■ **Prompt**: The records below must be copied in full, exactly as they read.

Region pointing data
+--

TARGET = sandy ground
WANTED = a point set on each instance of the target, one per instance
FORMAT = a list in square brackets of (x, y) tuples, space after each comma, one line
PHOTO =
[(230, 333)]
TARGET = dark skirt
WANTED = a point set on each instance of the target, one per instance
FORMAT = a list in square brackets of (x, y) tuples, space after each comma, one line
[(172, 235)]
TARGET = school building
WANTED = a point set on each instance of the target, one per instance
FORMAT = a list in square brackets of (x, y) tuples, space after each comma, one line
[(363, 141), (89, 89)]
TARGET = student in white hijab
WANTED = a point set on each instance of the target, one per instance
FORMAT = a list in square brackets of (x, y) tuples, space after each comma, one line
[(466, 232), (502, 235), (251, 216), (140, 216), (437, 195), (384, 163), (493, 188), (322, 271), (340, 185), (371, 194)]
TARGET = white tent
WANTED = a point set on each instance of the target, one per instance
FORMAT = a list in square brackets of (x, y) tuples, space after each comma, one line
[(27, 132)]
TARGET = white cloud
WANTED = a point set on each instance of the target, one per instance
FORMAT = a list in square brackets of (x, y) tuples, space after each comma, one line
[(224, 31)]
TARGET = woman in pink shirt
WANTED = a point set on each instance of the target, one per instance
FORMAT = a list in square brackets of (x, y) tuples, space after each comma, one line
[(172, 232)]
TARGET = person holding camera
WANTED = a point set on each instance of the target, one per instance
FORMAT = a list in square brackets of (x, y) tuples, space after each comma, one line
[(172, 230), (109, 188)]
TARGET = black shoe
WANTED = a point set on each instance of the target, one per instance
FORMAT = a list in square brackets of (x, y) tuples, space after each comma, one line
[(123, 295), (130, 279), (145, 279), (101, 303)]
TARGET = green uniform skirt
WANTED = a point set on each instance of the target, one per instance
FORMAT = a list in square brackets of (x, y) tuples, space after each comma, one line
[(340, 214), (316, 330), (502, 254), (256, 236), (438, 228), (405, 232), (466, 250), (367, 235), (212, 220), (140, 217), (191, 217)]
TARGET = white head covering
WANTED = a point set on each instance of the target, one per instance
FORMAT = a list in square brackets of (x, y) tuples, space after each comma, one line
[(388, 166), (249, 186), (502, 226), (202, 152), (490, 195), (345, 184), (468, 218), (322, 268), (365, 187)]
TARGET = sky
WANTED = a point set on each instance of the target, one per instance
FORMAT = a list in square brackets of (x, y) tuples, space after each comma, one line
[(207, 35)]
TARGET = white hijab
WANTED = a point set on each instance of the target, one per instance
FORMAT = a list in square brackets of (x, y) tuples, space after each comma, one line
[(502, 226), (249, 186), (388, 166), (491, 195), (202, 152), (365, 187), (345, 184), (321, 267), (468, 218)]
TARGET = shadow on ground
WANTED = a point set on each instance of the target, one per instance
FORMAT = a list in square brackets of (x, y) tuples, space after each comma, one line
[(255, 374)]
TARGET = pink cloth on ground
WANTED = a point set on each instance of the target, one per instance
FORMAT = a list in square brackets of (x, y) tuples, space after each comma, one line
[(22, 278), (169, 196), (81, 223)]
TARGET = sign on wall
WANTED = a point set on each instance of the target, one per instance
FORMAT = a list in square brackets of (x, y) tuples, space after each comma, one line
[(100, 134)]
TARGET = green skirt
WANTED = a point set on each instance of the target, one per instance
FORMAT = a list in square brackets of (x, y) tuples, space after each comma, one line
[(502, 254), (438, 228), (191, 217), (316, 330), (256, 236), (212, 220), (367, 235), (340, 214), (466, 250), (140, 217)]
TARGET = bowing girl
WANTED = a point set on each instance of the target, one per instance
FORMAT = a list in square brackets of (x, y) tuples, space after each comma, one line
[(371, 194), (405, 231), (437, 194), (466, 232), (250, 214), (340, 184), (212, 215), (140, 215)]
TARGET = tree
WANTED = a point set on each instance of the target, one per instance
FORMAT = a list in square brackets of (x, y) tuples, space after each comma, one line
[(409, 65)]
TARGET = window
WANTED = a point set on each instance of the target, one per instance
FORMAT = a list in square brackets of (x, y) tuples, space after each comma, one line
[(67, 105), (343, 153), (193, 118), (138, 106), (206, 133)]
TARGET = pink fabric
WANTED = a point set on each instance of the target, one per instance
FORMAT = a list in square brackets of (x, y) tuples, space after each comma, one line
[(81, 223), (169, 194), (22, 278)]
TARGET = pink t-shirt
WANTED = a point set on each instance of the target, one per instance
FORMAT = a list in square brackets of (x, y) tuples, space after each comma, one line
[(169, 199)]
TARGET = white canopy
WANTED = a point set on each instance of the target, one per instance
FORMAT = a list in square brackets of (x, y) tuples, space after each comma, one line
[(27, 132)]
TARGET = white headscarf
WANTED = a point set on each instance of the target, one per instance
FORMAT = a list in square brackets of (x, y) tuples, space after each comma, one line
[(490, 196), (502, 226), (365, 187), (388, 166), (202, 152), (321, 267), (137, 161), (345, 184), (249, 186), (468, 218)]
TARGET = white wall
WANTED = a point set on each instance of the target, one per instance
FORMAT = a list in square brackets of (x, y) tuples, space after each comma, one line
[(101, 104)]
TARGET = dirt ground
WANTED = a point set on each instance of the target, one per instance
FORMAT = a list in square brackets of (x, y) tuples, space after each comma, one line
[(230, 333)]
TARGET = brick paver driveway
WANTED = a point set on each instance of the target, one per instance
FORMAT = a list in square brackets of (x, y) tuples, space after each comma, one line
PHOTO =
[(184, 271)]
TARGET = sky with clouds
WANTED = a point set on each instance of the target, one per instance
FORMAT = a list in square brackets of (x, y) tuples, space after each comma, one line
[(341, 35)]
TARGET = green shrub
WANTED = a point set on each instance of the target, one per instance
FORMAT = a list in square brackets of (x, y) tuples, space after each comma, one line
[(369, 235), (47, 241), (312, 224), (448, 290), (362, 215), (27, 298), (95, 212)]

+--

■ **Problem solution**:
TARGET = sandy ground
WANTED = a point set on each instance of the target, one per instance
FORMAT = a list in square brackets of (x, y) tuples, space after each comma, one line
PHOTO =
[(230, 333)]
TARGET = dark skirt
WANTED = a point set on each instance of the target, one per instance
FORMAT = a list in square brackets of (x, y) tuples, space after each comma, one line
[(172, 235)]
TARGET = school building
WANTED = a point set on each instance of the target, one per instance
FORMAT = a list in square brackets of (x, y) tuples, space after each comma, one line
[(363, 141), (89, 89)]
TARGET = student in white hijab
WANTED = a point set on each instance of the target, one per instance
FORMAT = a list in square brackets of (x, y) tuples, space after each comma, one line
[(466, 232), (502, 235), (251, 216), (140, 216), (437, 195), (384, 163), (493, 188), (322, 271), (340, 185), (371, 194)]
TARGET = white tent
WANTED = a point set on each instance of the target, one per instance
FORMAT = a list in square brackets of (x, y) tuples, space after each comma, one line
[(27, 132)]
TARGET = white cloud
WANTED = a point set on each instance of the target, one per instance
FORMAT = a list in square brackets of (x, y) tuples, space after each comma, one line
[(224, 31)]
TARGET = woman in pink shirt
WANTED = a point set on each instance of the target, one per instance
FORMAT = a list in square brackets of (x, y) tuples, space after each comma, one line
[(172, 232)]
TARGET = person holding camera
WANTED = a point set on each instance of the target, one per instance
FORMAT = a list in square brackets of (x, y) tuples, space after each comma, one line
[(172, 230), (109, 188)]
TARGET = black shoe
WANTED = a point set on each instance of the target, one per instance
FORMAT = a list in square brackets of (x, y) tuples, space after each comma, one line
[(123, 295), (130, 279), (145, 279), (101, 303)]
TARGET = green uniform skirt
WANTED = a point set on each instance of the target, one per instance
FORMAT = a list in square brackets of (x, y) tuples, space after each comma, one line
[(340, 214), (316, 330), (502, 254), (256, 236), (438, 228), (405, 232), (466, 250), (367, 235), (212, 220), (140, 217), (191, 217)]
TARGET = white head covering
WANTED = a point set on each instance of the target, one per instance
FORMAT = a list in square brackets of (x, y) tuples, space after each comma, one line
[(388, 166), (249, 186), (502, 226), (202, 152), (490, 195), (345, 184), (468, 218), (322, 268), (365, 187)]
TARGET = sky
WANTED = a point set on each instance of the target, one per instance
FORMAT = a list in square brackets of (x, y) tuples, space after each comma, one line
[(207, 35)]
TARGET = white hijab
WANTED = a point set on each instance of the target, one per instance
FORMAT = a list in square brackets of (x, y) tuples, space after each comma, one line
[(502, 226), (249, 186), (388, 166), (491, 195), (202, 152), (365, 187), (345, 184), (321, 267), (468, 218)]
TARGET = shadow on ground
WANTED = a point set on each instance of the target, one per instance
FORMAT = a list in square brackets of (x, y) tuples, space after each comma, one line
[(255, 374)]
TARGET = pink cloth on ground
WANTED = a point set on each instance of the target, one per instance
FORMAT = a list in square brackets of (x, y) tuples, space after each comma, one line
[(22, 278), (169, 196), (81, 223)]
TARGET = sign on wall
WANTED = a point set on each instance of the target, one per instance
FORMAT = a list in square brackets of (x, y) tuples, space after each comma, one line
[(100, 134)]
TARGET = green skirt
WANTED = a point set on each instance of the target, one per instance
FORMAT = a list in square brackets of (x, y) tuples, space after each comma, one line
[(502, 254), (438, 228), (191, 217), (316, 330), (256, 236), (212, 220), (367, 235), (340, 214), (466, 250), (140, 217)]
TARGET = bowing girl
WANTED = a point set on each instance of the target, one per instance
FORMAT = a list in square brackets of (x, y) tuples, space after each comma, one line
[(371, 194), (405, 231), (437, 194), (466, 232), (250, 214), (340, 184), (212, 215), (140, 215)]
TARGET = tree
WANTED = a point set on each instance of the target, one per instance
FORMAT = a list in square brackets of (x, y) tuples, space after each comma, one line
[(409, 65)]
TARGET = window
WANTED = a point set on each instance of the target, one per instance
FORMAT = a list in square brackets of (x, y) tuples, space after each comma, one line
[(67, 105), (343, 153), (193, 118), (138, 106), (206, 133)]
TARGET = pink fabric
WANTED = a point set on each instance of the target, one per instance
FORMAT = a list in square brackets of (x, y) tuples, space after each comma, one line
[(81, 223), (169, 194), (22, 278)]
TARGET = pink t-shirt
WANTED = a point set on each instance of the target, one per instance
FORMAT = a list in square brackets of (x, y) tuples, space after each comma, one line
[(169, 199)]
TARGET = white canopy
WANTED = a point set on each instance of the target, one per instance
FORMAT = a list in square brackets of (x, y) tuples, space after each comma, one line
[(27, 132)]
TARGET = white headscarf
WANTED = a point set on each instance of the target, one per instance
FORMAT = a list in square brackets of (x, y) tuples, space after each comma, one line
[(490, 196), (502, 226), (365, 187), (388, 166), (202, 152), (321, 267), (137, 161), (345, 184), (249, 186), (468, 218)]
TARGET = white wall
WANTED = a point set on each instance of the target, one per instance
FORMAT = a list in square brackets of (x, y) tuples, space after each comma, one line
[(101, 104)]
TARGET = dirt ground
WANTED = a point set on each instance of the target, one per instance
FORMAT = a list in square brackets of (x, y) tuples, space after each comma, one line
[(230, 333)]
TARGET = brick paver driveway
WANTED = a point set on each instance of the target, one per instance
FORMAT = a list in square brackets of (x, y) tuples, space after each comma, one line
PHOTO =
[(184, 271)]
TARGET = sky with clouds
WANTED = a point set on each instance of the target, one per instance
FORMAT = a list in square brackets of (x, y) tuples, space after each comma, one line
[(341, 35)]
TARGET = green shrub
WANTED = a point set on each instance of the target, one per instance
FORMAT = a list in square brackets of (x, y) tuples, space after each comma, one line
[(369, 235), (47, 241), (312, 224), (448, 290), (362, 215), (27, 298), (95, 212)]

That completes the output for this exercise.